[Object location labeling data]
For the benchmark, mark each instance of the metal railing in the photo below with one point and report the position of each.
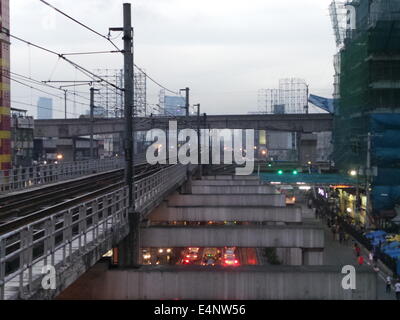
(155, 186)
(57, 239)
(23, 178)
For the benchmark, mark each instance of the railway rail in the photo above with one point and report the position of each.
(19, 209)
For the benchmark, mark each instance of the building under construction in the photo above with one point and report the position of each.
(5, 104)
(367, 93)
(291, 97)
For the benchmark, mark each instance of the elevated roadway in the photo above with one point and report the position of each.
(303, 123)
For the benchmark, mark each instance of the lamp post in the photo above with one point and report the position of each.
(200, 173)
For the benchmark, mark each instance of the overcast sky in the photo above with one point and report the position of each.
(224, 50)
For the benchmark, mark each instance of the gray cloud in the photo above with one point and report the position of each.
(224, 50)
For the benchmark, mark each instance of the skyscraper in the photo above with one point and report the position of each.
(45, 108)
(5, 131)
(175, 106)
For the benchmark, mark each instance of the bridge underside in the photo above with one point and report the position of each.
(221, 214)
(241, 236)
(243, 283)
(60, 128)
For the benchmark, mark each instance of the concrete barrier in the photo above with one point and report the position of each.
(230, 177)
(250, 214)
(238, 236)
(229, 189)
(276, 200)
(206, 283)
(226, 182)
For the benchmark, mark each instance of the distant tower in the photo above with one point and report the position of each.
(45, 108)
(5, 103)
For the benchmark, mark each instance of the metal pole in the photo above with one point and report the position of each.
(65, 103)
(91, 122)
(187, 101)
(307, 105)
(368, 175)
(128, 100)
(198, 142)
(187, 105)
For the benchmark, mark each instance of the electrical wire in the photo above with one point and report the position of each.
(108, 39)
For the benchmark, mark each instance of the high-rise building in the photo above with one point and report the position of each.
(367, 105)
(45, 108)
(174, 106)
(5, 124)
(290, 98)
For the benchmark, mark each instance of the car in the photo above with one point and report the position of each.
(393, 238)
(191, 255)
(229, 258)
(391, 246)
(376, 234)
(210, 256)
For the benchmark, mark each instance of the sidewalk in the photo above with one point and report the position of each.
(336, 253)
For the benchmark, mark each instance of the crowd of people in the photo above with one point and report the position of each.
(339, 234)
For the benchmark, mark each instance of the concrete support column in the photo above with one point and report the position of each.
(129, 248)
(187, 186)
(313, 257)
(290, 256)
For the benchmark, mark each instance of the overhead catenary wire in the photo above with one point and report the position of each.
(83, 70)
(109, 40)
(42, 91)
(41, 107)
(35, 81)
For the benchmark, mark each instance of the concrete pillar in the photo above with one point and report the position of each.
(129, 247)
(290, 256)
(313, 257)
(187, 186)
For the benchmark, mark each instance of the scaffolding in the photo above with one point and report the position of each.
(290, 98)
(140, 94)
(367, 78)
(110, 101)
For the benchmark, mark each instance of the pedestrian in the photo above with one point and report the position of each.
(334, 232)
(388, 284)
(376, 257)
(357, 250)
(371, 257)
(341, 236)
(397, 289)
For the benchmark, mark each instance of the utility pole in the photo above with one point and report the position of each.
(65, 103)
(200, 173)
(368, 175)
(307, 104)
(187, 105)
(130, 247)
(92, 106)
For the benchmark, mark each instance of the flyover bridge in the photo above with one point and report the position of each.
(303, 123)
(75, 238)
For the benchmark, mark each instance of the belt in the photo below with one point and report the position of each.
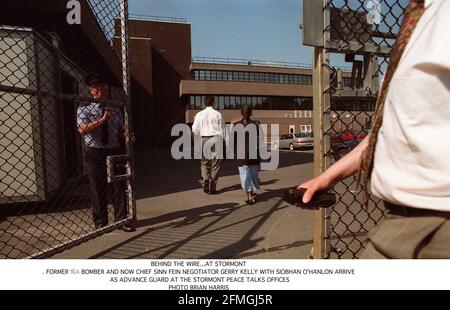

* _Work required_:
Write out again every line from the one containing "For the benchmark, mark each instance of the utility" through the end of the lines, keeping the requests and leaving out the pictures. Scale each point coordinate in the answers by 0.65 and round to whole numbers, with halves rounded up.

* _Response_:
For the benchmark, mark each instance of the utility pole in the photo above with one point and report the position of each.
(42, 67)
(130, 112)
(239, 114)
(200, 68)
(122, 68)
(85, 161)
(60, 69)
For the benchmark, mark each instance of the flyover bridge in the photo above with one point and report the position of each.
(197, 80)
(49, 155)
For the benchmark, mark each instance of the belt in the photo below with one point and report the position of each.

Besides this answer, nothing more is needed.